### Try it
Strip the pictures and reproduce the rest of the listing exactly.

### Provided data
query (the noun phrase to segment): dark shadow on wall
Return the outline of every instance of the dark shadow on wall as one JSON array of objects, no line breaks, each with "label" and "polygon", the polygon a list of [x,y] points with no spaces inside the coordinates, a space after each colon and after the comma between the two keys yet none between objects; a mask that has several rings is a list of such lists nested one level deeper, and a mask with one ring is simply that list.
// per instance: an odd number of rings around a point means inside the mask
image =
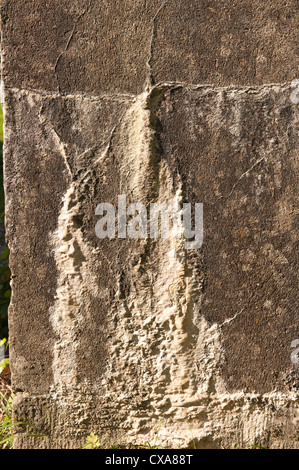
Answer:
[{"label": "dark shadow on wall", "polygon": [[3,188],[3,114],[0,106],[0,340],[8,337],[8,306],[11,296],[9,249],[5,242]]}]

### Response area
query (the noun phrase to segment): dark shadow on wall
Return the outline of every instance of the dark shadow on wall as one JSON array of objects, no line breaks, each with "label" and "polygon", the polygon a list of [x,y] points with no spaces inside the coordinates, a space after each colon and after the comma between the two keys yet none between objects; a mask that has several rings is a list of such lists nested one level deeper, and a mask with one ring is simply that list.
// per instance: an odd number of rings around a point means inside the mask
image =
Answer:
[{"label": "dark shadow on wall", "polygon": [[3,188],[3,114],[0,106],[0,340],[8,337],[8,306],[11,296],[9,249],[5,242]]}]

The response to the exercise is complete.